The biggest flaw of this program right now is its pace. It is slow and detrimentally so. Each of the four episodes that have aired to date focus on the reemergence of someone else and how the Arcadia residents related to the newly appeared soul, as well as the town at large, react to him or her being seemingly alive again. So far, the only details that have been offered about the larger story are that the formerly deceased seem to sense each other, and that they keep cropping up in random parts of the world. If this show wants to sustain beyond its first season, it will need to rev up either the pace or the rate at which information is shared. So far, none of the individual stories are as interesting as Jacob and his family; it will be interesting to see how many dead residents reemerge before answers start to flow (or if the show is allowed to get that far).
Resurrection is a slow-moving family drama with potentially philosophical or fantastic themes that branch into spirituality and the supernatural, insofar as those concepts are mutually exclusive. This viewer believes that a show of this type would be appropriate for family viewing, though it will likely appeal the most to people who enjoyed the Scully-centered episodes of The X-Files, Touched by an Angel, or movies that deal heavily in religious themes.

***

== Objective 1 ==
Translate this sentence from the review of the show Resurrection into Spanish: "The biggest flaw of this program right now is its pace."

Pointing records
***

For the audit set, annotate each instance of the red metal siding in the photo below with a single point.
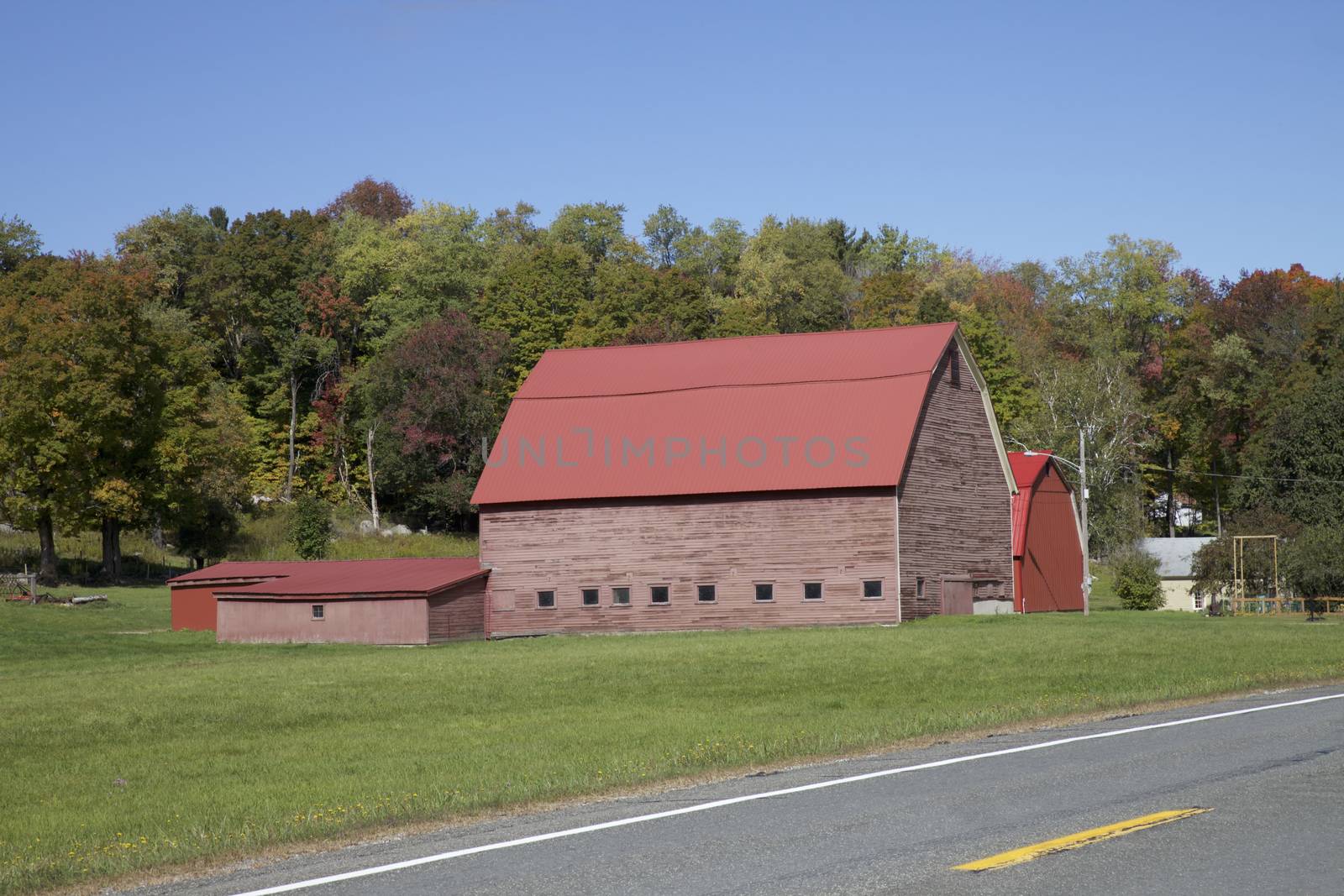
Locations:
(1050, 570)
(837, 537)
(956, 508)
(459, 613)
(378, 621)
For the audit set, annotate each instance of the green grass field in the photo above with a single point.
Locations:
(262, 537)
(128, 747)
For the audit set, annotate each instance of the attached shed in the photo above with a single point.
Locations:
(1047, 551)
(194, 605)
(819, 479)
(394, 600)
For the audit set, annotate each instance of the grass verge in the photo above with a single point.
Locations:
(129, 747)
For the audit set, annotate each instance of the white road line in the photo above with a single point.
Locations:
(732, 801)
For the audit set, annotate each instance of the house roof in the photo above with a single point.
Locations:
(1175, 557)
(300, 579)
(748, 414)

***

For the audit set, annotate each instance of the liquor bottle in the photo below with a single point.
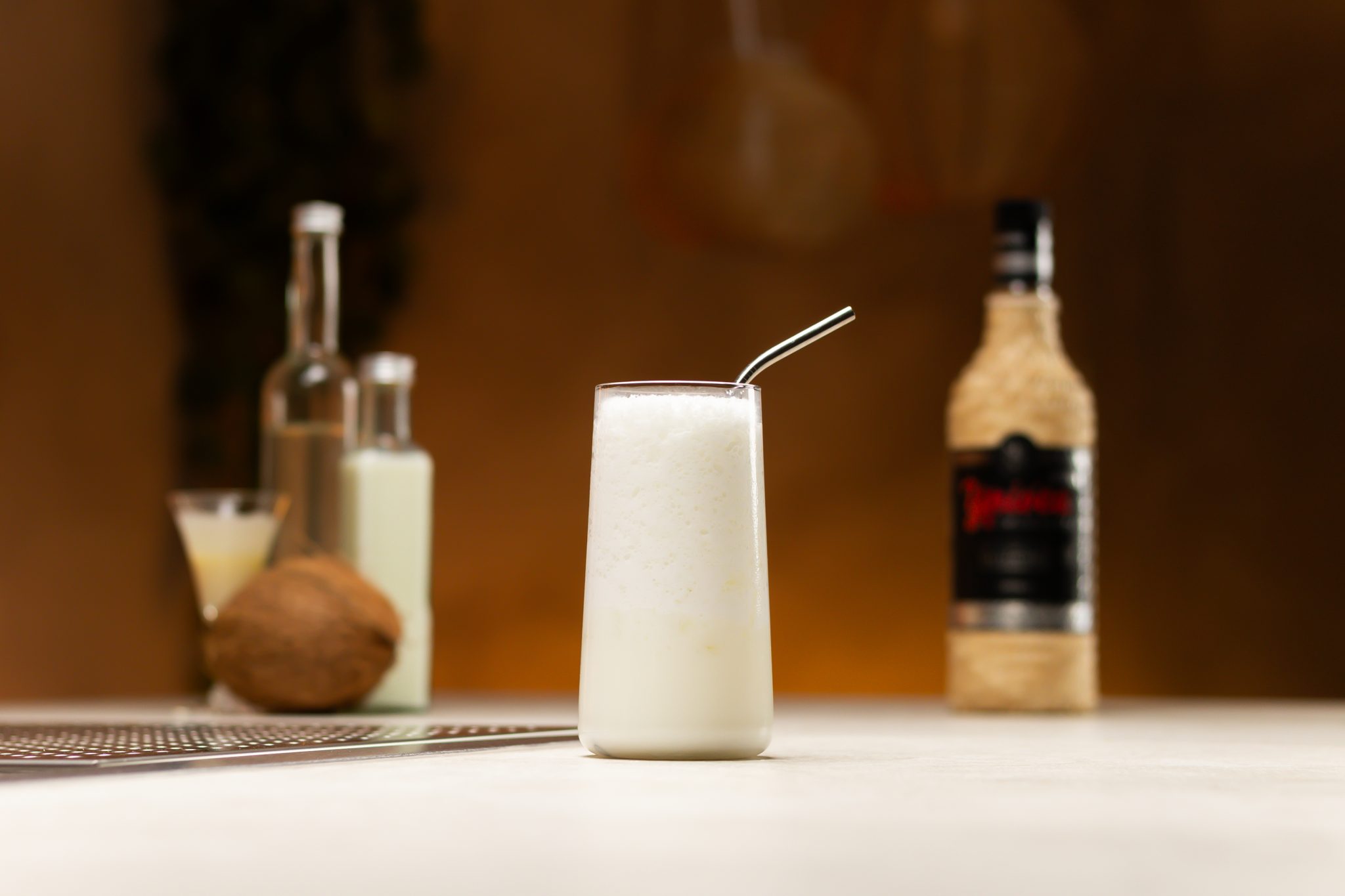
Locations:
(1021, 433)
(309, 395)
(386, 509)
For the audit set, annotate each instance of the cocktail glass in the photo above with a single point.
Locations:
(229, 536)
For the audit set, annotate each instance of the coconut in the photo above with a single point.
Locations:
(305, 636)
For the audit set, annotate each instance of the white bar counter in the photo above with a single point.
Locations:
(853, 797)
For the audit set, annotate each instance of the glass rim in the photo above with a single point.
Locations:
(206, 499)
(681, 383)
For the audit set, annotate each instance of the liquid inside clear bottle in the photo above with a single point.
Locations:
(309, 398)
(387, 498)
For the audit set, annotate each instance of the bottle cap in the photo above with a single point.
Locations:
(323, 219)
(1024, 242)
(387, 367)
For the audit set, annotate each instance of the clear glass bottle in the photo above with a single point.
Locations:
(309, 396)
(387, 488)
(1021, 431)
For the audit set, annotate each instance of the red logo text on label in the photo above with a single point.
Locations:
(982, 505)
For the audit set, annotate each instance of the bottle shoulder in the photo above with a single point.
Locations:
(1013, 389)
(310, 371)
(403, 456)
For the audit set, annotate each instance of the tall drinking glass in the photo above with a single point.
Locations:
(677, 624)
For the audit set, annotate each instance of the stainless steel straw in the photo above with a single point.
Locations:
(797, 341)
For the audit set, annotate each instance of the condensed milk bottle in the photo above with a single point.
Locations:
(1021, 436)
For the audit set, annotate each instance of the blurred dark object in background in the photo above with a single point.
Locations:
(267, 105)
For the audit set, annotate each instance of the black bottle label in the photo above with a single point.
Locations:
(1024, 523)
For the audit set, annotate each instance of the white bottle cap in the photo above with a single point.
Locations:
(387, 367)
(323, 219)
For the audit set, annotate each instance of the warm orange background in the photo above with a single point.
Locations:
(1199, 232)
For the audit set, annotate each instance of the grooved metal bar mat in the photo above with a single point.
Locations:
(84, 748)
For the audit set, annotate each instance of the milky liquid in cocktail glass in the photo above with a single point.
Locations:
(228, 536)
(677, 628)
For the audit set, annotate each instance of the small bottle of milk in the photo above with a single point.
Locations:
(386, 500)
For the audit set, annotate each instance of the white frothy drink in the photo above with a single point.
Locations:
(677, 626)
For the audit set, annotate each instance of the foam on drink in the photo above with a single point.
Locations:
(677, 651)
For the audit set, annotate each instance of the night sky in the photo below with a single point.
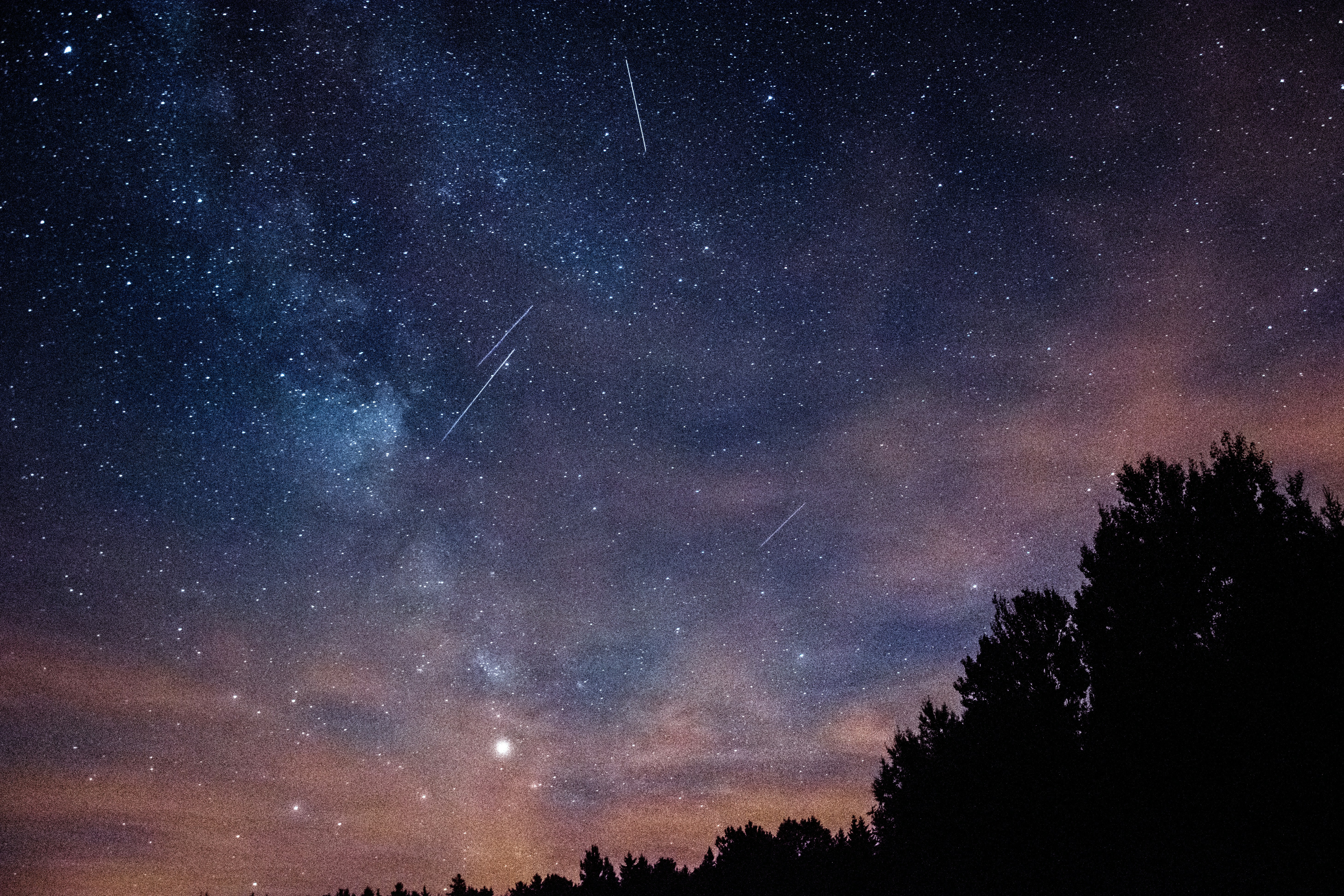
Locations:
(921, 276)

***

== Objective 2 ==
In the records, copy out the lines starting at the one that has "For the audit set, annotate each instance of the clear" and ending after the one that has "(1021, 436)".

== Task output 1 ==
El mayor defecto de este programa en este momento es su ritmo.

== Task output 2 ==
For the audit set, annotate each instance of the clear glass bottle in the photo above with a single point.
Locations:
(309, 396)
(387, 488)
(1021, 431)
For the audit set, annotate each instance of the red logo text on label in the photo above with a single point.
Locations:
(982, 505)
For the audit set, annotate each instance of the bottle shoulder in the photo above with a single point.
Locations:
(1013, 389)
(310, 371)
(403, 456)
For the audit set, annotate each instance of the tall drinking glass in the photo above with a single point.
Locations:
(677, 624)
For the audit set, annotate each instance of the stainless steel straw in the photo above with a single point.
Locations:
(797, 341)
For the audit set, annotate each instance of the condensed milk bottle in the photo above with a single point.
Locations:
(1021, 436)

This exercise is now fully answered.